As to the existence of habitable extra-Solar planets, astronomers estimate that there are anywhere from 100 to 400 billion stars in our galaxy alone. If just one in a thousand was orbited by a planet hosting an advanced species, that would be 100 to 400 million worlds. And we are discovering that most stars do, indeed, have their own planetary systems. But are these habitable?
Most people are not aware that the overwhelming majority of our galaxy's stars are near the center or in the densely packed globular star clusters. And these are mostly very old stars with low "metallicity," meaning that they are almost entirely composed of hydrogen, with practically none of the carbon and oxygen needed for life, or the silicon and iron and other elements needed to have solid planets. And where stars are densely packed, any planets would likely suffer relatively frequently from the disastrous effects of nearby supernovae. In fact, with so many nearby stars, many such planets would also suffer from dangerous thermal buildup.
Of the remaining stars out in the more habitable galactic arms, the majority are small red dwarf stars, which remain on the main sequence for a very long time, and which do usually have planets. The problem is that the "Goldilocks zone" for such stars, the region where it is not going to be too hot or too cold, is small and close to the stars. Planets in this zone would be tidally stressed and heated internally, adding to the internal heat produced by the planet itself, causing massive volcanism. Such worlds would be dangerous and unstable and might not even have solid crusts. Eventually the planets would become tide-locked to their stars, with one side baking in the red sunlight and the other enduring a bitterly cold and unending night. Some astronomers have suggested that strong winds would even out the temperatures somewhat, but such winds would themselves make it difficult to establish a civilization. And there would be nothing to prevent all the atmospheric moisture from evaporating from the hot side and falling as snow on the cold side, to remain there permanently. And many of the rocky, solid worlds similar to our home are "super-Earths," whether orbiting red dwarfs or larger and hotter stars. Everywhere we look, large objects generate proportionately more heat than smaller objects... stars are hotter than planets; massive Jupiter is hotter inside than less massive Earth; and Earth's core is hotter than our Moon's. Super Earths would likely be so active volcanically that life could scarcely survive there, let alone civilizations.

Entries shown
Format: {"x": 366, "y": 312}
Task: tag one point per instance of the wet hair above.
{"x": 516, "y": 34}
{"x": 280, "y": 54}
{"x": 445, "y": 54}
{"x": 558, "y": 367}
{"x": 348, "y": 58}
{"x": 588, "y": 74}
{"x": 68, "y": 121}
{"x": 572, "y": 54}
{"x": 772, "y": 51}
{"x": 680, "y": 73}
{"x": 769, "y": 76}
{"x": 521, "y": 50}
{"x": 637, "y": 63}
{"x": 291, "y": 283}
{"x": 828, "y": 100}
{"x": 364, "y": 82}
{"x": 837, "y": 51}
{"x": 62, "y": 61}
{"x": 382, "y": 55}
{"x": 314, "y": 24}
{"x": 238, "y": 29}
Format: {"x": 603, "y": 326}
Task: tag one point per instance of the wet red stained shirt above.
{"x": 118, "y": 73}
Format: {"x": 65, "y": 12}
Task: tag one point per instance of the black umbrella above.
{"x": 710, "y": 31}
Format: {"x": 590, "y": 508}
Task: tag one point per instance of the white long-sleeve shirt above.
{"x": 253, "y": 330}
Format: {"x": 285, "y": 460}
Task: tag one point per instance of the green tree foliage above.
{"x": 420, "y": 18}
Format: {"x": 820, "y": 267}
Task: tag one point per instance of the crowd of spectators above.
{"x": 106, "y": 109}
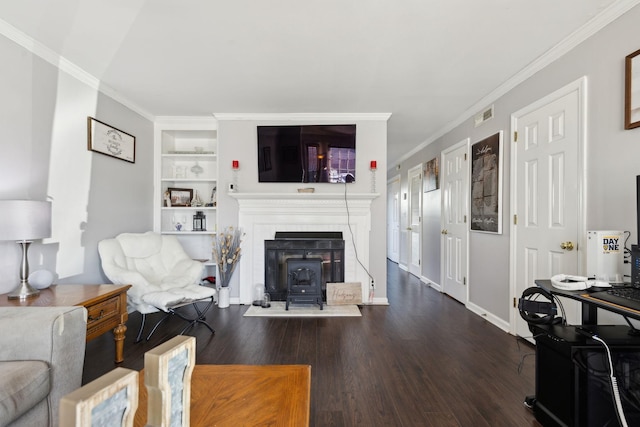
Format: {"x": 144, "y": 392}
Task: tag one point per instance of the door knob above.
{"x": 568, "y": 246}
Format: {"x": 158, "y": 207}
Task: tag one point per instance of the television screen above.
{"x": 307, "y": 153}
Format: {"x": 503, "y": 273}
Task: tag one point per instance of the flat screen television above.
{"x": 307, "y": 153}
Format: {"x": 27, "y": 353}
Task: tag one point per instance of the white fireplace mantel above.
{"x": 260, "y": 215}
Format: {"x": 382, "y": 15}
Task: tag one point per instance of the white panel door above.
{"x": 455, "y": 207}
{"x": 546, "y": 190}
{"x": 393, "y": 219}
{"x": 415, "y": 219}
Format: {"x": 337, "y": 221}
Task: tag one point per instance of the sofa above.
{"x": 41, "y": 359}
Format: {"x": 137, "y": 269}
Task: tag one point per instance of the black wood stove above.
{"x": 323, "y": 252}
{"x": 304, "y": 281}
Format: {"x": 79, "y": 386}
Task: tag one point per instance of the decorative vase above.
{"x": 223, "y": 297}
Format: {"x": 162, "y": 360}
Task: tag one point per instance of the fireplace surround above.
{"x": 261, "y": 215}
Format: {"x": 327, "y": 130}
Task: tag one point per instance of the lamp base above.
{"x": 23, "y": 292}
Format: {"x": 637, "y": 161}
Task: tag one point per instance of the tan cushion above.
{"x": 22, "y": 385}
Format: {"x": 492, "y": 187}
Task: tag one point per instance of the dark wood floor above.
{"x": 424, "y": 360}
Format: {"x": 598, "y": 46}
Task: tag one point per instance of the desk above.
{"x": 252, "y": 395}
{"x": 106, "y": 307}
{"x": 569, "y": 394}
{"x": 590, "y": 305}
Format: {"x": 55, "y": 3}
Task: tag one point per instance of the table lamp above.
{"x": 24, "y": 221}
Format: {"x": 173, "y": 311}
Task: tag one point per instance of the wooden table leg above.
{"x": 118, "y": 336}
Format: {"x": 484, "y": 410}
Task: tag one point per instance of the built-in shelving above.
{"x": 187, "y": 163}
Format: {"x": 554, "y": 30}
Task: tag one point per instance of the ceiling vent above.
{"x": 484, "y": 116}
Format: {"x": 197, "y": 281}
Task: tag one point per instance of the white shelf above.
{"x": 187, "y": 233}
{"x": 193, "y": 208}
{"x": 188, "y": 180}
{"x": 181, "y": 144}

---

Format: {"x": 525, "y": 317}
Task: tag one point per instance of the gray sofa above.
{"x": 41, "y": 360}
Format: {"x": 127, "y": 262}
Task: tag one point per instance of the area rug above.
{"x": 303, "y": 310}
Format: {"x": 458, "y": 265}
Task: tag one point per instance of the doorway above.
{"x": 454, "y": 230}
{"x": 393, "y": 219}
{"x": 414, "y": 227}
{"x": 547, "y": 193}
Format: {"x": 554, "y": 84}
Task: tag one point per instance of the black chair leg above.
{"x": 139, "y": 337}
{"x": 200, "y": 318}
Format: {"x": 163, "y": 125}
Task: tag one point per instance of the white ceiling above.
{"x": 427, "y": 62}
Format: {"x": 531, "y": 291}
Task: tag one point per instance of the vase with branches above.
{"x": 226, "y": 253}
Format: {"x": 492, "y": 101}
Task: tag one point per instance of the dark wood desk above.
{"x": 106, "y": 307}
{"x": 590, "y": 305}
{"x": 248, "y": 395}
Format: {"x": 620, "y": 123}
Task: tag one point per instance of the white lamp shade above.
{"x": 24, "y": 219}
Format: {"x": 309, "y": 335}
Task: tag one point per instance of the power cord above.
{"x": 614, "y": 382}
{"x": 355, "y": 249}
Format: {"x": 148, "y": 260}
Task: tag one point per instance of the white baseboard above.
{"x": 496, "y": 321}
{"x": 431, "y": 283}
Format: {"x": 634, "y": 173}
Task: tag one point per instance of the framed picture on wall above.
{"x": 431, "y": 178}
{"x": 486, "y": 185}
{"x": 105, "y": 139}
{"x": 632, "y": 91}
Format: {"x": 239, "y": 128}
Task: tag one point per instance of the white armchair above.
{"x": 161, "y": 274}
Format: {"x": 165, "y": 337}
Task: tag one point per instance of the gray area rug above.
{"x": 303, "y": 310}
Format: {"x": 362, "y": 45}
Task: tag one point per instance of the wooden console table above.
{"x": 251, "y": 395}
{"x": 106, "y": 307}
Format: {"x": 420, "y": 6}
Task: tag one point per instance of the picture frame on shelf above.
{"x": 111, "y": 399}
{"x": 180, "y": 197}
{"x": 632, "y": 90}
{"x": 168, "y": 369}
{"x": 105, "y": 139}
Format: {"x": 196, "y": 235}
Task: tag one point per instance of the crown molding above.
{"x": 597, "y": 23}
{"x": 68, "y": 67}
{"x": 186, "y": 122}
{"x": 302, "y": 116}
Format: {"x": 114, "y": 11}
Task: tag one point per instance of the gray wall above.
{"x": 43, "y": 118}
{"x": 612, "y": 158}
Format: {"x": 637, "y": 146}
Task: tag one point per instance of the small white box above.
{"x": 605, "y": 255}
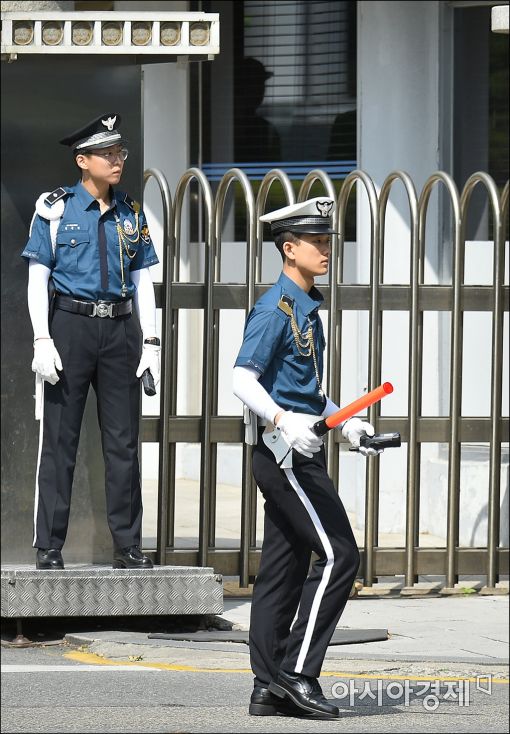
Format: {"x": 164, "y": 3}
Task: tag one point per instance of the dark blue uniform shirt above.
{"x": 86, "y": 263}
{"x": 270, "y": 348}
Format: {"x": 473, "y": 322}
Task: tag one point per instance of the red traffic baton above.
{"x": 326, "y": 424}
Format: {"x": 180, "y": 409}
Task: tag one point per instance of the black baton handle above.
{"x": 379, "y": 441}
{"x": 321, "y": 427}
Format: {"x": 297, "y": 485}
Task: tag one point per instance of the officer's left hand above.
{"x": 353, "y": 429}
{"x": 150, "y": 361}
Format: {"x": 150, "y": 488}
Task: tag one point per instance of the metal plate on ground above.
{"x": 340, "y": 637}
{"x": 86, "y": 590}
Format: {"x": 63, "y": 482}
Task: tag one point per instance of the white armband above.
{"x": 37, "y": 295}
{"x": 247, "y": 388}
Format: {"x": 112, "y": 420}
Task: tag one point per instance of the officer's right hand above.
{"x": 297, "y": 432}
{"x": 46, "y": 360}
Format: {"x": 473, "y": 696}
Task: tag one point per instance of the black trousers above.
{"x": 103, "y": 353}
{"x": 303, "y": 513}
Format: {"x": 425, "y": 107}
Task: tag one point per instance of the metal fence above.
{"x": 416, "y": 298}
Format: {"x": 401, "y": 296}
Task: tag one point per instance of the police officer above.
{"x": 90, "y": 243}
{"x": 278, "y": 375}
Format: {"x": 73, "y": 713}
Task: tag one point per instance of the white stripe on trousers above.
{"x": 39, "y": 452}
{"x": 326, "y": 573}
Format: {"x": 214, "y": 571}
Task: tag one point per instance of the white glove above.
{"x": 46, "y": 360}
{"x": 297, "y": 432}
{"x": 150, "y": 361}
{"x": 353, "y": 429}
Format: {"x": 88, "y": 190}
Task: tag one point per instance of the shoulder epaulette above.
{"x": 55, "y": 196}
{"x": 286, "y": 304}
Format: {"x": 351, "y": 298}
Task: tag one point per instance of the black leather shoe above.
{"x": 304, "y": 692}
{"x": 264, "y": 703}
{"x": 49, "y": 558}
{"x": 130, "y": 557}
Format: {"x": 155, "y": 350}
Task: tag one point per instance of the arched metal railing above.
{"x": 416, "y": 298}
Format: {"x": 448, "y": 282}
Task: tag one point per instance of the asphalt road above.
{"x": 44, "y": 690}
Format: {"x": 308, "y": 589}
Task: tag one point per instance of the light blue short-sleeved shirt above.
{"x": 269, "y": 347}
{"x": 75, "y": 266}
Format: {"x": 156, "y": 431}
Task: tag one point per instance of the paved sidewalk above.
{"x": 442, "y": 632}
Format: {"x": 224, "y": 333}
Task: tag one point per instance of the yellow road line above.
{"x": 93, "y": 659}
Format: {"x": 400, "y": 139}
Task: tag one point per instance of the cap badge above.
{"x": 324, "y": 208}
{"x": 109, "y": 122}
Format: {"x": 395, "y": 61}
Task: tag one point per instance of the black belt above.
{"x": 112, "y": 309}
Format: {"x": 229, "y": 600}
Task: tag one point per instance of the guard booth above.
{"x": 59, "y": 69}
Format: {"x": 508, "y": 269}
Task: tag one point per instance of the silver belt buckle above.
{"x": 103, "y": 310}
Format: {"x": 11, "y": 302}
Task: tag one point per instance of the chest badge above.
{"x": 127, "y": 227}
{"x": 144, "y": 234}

==

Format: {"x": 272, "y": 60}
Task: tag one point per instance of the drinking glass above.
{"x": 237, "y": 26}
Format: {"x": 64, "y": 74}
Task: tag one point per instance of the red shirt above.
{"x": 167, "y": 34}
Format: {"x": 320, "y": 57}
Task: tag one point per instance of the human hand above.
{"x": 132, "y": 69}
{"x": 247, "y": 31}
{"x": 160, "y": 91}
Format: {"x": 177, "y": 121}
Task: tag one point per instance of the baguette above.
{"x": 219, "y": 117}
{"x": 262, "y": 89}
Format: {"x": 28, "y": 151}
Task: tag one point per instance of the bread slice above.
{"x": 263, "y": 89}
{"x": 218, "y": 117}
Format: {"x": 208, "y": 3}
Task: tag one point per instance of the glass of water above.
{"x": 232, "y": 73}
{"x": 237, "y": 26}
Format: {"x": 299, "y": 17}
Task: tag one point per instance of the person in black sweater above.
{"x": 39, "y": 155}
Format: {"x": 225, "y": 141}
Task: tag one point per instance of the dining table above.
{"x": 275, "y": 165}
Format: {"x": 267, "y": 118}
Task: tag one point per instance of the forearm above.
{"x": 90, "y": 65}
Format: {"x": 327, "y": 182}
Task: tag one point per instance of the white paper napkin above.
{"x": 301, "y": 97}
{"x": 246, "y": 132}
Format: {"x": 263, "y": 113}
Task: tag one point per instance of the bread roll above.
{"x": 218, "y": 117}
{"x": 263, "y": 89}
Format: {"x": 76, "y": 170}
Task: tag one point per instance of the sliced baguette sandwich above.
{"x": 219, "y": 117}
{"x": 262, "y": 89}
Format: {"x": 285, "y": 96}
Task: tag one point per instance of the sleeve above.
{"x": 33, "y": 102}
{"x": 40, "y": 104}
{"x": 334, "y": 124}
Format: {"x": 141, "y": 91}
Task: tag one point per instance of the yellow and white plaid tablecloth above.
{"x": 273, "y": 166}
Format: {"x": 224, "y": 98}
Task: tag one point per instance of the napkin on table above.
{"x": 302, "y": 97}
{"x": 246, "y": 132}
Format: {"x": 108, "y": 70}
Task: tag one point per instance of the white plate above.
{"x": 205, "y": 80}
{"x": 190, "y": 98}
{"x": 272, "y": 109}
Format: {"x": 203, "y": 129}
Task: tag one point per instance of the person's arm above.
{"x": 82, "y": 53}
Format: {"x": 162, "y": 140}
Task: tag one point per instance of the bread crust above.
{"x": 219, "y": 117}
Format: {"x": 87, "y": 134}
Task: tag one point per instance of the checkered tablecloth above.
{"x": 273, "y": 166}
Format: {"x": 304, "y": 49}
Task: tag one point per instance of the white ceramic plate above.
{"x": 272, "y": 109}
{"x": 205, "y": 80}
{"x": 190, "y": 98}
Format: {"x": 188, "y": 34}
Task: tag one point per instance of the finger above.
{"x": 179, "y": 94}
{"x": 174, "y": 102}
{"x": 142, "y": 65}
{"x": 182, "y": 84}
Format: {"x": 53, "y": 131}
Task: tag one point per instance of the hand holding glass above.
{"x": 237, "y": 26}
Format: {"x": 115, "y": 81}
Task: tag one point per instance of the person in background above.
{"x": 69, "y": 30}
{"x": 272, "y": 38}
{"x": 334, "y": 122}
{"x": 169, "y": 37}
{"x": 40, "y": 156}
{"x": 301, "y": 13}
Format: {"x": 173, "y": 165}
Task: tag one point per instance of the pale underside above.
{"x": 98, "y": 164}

Exercise set
A – In the passage on habitable planets, switch "supernovae" to "stellar explosions" and write out the text starting with "Most people are" and going on through "dangerous thermal buildup.".
B – In the passage on habitable planets, what does it mean for stars to have low "metallicity"?
Rely only on the passage on habitable planets, not on the listing.

Expected results
A –
Most people are not aware that the overwhelming majority of our galaxy's stars are near the center or in the densely packed globular star clusters. And these are mostly very old stars with low "metallicity," meaning that they are almost entirely composed of hydrogen, with practically none of the carbon and oxygen needed for life, or the silicon and iron and other elements needed to have solid planets. And where stars are densely packed, any planets would likely suffer relatively frequently from the disastrous effects of nearby stellar explosions. In fact, with so many nearby stars, many such planets would also suffer from dangerous thermal buildup.

B – They are almost entirely composed of hydrogen, with practically none of the carbon and oxygen needed for life or the silicon, iron, and other elements needed for solid planets.